* Start *
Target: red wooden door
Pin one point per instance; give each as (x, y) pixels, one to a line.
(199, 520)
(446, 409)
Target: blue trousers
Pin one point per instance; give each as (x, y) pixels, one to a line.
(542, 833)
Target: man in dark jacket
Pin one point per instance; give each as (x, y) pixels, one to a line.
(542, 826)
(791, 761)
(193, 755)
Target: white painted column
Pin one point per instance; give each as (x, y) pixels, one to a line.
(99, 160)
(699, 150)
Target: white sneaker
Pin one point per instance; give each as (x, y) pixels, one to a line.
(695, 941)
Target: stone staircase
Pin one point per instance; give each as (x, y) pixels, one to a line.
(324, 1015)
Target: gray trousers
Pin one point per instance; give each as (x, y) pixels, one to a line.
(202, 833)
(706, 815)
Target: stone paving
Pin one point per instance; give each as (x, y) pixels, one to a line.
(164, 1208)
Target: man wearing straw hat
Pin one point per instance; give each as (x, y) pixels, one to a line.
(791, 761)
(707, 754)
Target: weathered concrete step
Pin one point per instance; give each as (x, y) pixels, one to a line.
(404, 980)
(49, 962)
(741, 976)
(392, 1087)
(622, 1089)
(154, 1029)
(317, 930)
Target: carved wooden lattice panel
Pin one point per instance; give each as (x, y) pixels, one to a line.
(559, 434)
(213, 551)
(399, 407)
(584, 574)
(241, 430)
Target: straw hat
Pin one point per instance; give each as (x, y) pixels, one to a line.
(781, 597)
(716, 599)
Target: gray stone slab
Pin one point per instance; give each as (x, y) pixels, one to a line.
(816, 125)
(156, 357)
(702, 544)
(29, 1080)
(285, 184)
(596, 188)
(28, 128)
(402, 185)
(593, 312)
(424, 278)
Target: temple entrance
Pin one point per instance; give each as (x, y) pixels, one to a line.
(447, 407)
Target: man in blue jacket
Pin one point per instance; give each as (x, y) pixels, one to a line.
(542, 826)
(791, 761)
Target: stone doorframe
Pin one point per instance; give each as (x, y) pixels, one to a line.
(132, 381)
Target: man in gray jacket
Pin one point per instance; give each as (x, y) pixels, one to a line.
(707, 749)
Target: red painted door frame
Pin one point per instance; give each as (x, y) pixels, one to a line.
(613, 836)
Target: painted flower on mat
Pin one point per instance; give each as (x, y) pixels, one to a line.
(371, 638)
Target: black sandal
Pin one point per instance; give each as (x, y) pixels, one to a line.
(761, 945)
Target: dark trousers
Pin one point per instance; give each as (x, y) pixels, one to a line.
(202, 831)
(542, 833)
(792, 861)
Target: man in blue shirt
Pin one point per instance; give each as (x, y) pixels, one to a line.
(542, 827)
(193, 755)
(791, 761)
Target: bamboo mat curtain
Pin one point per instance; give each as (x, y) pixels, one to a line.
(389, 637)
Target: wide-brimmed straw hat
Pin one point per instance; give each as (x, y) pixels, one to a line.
* End *
Request: Please rewrite the whole listing above, switching every "straw hat" to "sun hat" and leaving everything else unchanged.

The output:
Target: red wooden door
Pin one point per instance; give each as (x, y) pixels, one to a line.
(199, 520)
(446, 409)
Target: blue trousers
Pin one point per instance; give each as (x, y) pixels, one to a line.
(542, 833)
Target: man in dark jacket
Pin one point per instance; give each as (x, y) pixels, one to a line.
(542, 826)
(791, 761)
(193, 755)
Target: white painted column
Pin one point per instance; give each as (x, y) pixels, one to a line.
(99, 160)
(699, 150)
Target: white sneaker
Pin one point per instance; give each as (x, y) pixels, one to a line.
(695, 941)
Target: stone staircase
Pin one point per instance; give each as (x, y) pixels, one to a line.
(324, 1015)
Target: gray trousers
Pin one point per instance; give each as (x, y) pixels, one to a line.
(202, 833)
(706, 815)
Target: stone paving
Pin one point per instance; give each as (x, y) pixels, one to a line.
(164, 1208)
Target: man wearing sun hat
Pin one point per instance; give each as (x, y) pixels, one to a line.
(791, 761)
(707, 754)
Target: weathered concrete step
Pin one point per instance; give each as (x, y) pixels, one to a line.
(404, 980)
(49, 962)
(741, 976)
(392, 1087)
(622, 1089)
(154, 1029)
(317, 930)
Target: carved wooden lattice panel
Pin one point per instance; give each as (x, y) pixels, one to a line.
(559, 434)
(213, 551)
(399, 407)
(584, 574)
(241, 430)
Target: sun hat
Pin one point per instance; give each as (x, y) pixels, one to a line.
(781, 597)
(716, 599)
Target: gray stone slab
Pin one point per instance; give each as (x, y) pixels, one to a line.
(816, 125)
(156, 357)
(702, 544)
(29, 1080)
(285, 184)
(596, 188)
(28, 128)
(402, 185)
(593, 312)
(424, 278)
Target: temple entrance
Pin one point per instance; give each as (x, y) pixels, one to a line.
(447, 407)
Target: man in blue jacket
Pin one point per instance; give each as (x, y) pixels, one to a line.
(542, 826)
(791, 761)
Target: stone doorframe
Pin one point per instance; give each as (x, y) pixels, one to a line.
(132, 381)
Target: man in gray jacket
Pin one point per instance; give each as (x, y) pixels, one to a line.
(707, 749)
Target: red painted door frame
Pin one point per instance; give each as (x, y) pixels, one to a line.
(613, 836)
Target: painted flower on mat
Pin one point per instance; give each as (x, y) pixels, one to a line.
(371, 638)
Target: black sandal
Pin one point per instance; give each as (x, y) pixels, one to a line.
(761, 945)
Target: dark trousers
Pin one point per instance; give each as (x, y) pixels, one to a line.
(202, 831)
(542, 833)
(792, 861)
Target: man in blue shirt
Pin one point per instance; give each as (x, y) pixels, one to a line.
(542, 827)
(193, 755)
(791, 761)
Target: bamboo mat curtain
Pin one point per instance; give each as (x, y) pixels, one to a line.
(389, 637)
Target: wide-brimmed sun hat
Pin one point per instance; give each as (x, y) pixels, one to a line.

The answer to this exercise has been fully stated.